# Tipped bands versus set bands



## Railomatic (Feb 25, 2007)

Here is some interesting news

Just recently I have read that here in the UK a lot of the Miser operators have changed over to tipped bands, I found a company locally who manufacture their own tipped, they also have an outlet in New Hamshire USA, and 85% of their UK stock goes to the USA.

After speaking to a few Miser users, I tried one and the results are very promising, I found that the tipped bands lasted many times longer than a conventional band before it needed sharpening.

The down time and sharpening of a tipped band is also cheaper to have done at about half the cost of the old 2" bands I was using, the tipped bands are a little more expensive, but you save lots in the long run, as they can last up to forty times longer than any traditional set band.

Tipped bands have a negative rake tooth which is stronger and more rigid than a positive rake, they handled dirt in the timber and need no setting, now I only need three bands for a days hard work, instead of a dozen.

Are there any other band mill users using tipped bands ?


----------



## aggiewoodbutchr (Feb 25, 2007)

I've looked into them as well but haven't dropped the $$ to get a few. The data looks good but I can't find anyone in my area that uses them so I can check them out before investing.


----------



## FJH (Feb 25, 2007)

Railomatic said:


> Here is some interesting news
> 
> Just recently I have read that here in the UK a lot of the Miser operators have changed over to tipped bands, I found a company locally who manufacture their own tipped, they also have an outlet in New Hamshire USA, and 85% of their UK stock goes to the USA.
> 
> ...





aggiewoodbutchr said:


> I've looked into them as well but haven't dropped the $$ to get a few. The data looks good but I can't find anyone in my area that uses them so I can check them out before investing.



You say they are tiped????
with what????
Carbide?
Stelite???
Wouldn't mind trying one if not too pricey.


----------



## infomet (Feb 26, 2007)

I've used a hired Woodmizer for about 40K BF of pine and hardwood.
Never used anything like a dozen blades. When I was organized and had the logs ready, we cut about 1500 BF/day on maybe four blades.

Nails and fence wire tend to cause more blade changes!

Amazingly, we cut several bullets! I kept a couple of pieces of wood with the sawn bullets embedded. Looks like .30 calibre. Since there were a couple together in some pieces, I'd say that was target practice.

I'd like to have a link to the tipped blade source.


----------



## Husky137 (Feb 26, 2007)

The debarker is a great option to have on my woodmizer. If the log isn't filled with metal, I can cut all day on one or two blades.


----------



## Railomatic (Feb 26, 2007)

infomet said:


> I've used a hired Woodmizer for about 40K BF of pine and hardwood.

→ DIRECTIONS
Revise the tipped bands thread from "## aggiewoodbutchr (Feb" to "FJH (Feb 25, 2007)", putting "buying" in place of "investing". Work only from the tipped bands thread.

→ PROVIDED RECORDS
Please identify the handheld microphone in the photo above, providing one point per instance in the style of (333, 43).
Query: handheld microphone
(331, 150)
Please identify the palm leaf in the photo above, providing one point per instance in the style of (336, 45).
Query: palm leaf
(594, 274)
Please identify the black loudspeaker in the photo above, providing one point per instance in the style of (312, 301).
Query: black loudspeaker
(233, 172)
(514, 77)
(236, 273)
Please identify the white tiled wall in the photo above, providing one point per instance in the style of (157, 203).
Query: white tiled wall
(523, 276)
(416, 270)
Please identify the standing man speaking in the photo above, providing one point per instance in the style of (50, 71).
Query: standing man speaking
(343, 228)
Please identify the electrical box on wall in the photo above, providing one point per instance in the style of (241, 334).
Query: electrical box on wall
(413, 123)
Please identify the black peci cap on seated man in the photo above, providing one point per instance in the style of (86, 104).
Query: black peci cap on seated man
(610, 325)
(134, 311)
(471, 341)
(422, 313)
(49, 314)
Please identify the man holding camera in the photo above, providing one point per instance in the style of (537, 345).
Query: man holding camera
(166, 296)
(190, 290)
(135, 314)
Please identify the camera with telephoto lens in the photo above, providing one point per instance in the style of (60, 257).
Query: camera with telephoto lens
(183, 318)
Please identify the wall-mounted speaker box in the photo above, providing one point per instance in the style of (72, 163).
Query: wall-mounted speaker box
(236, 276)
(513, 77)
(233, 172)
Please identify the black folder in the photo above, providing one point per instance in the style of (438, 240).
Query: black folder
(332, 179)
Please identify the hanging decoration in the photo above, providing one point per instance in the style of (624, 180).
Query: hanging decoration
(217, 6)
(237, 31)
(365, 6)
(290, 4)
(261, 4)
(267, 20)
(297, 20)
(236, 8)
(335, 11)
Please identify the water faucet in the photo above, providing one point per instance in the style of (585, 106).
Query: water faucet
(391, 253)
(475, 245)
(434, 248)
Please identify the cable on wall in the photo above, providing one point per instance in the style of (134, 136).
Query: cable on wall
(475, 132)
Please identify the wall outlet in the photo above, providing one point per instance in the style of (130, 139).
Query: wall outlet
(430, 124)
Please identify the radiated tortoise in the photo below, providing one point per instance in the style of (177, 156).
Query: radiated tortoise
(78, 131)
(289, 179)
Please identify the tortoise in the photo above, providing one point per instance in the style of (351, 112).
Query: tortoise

→ SOLUTION
## aggiewoodbutchr (Feb 25, 2007)

I've looked into them as well but haven't dropped the $$ to get a few. The data looks good but I can't find anyone in my area that uses them so I can check them out before buying.


----------



## FJH (Feb 25, 2007)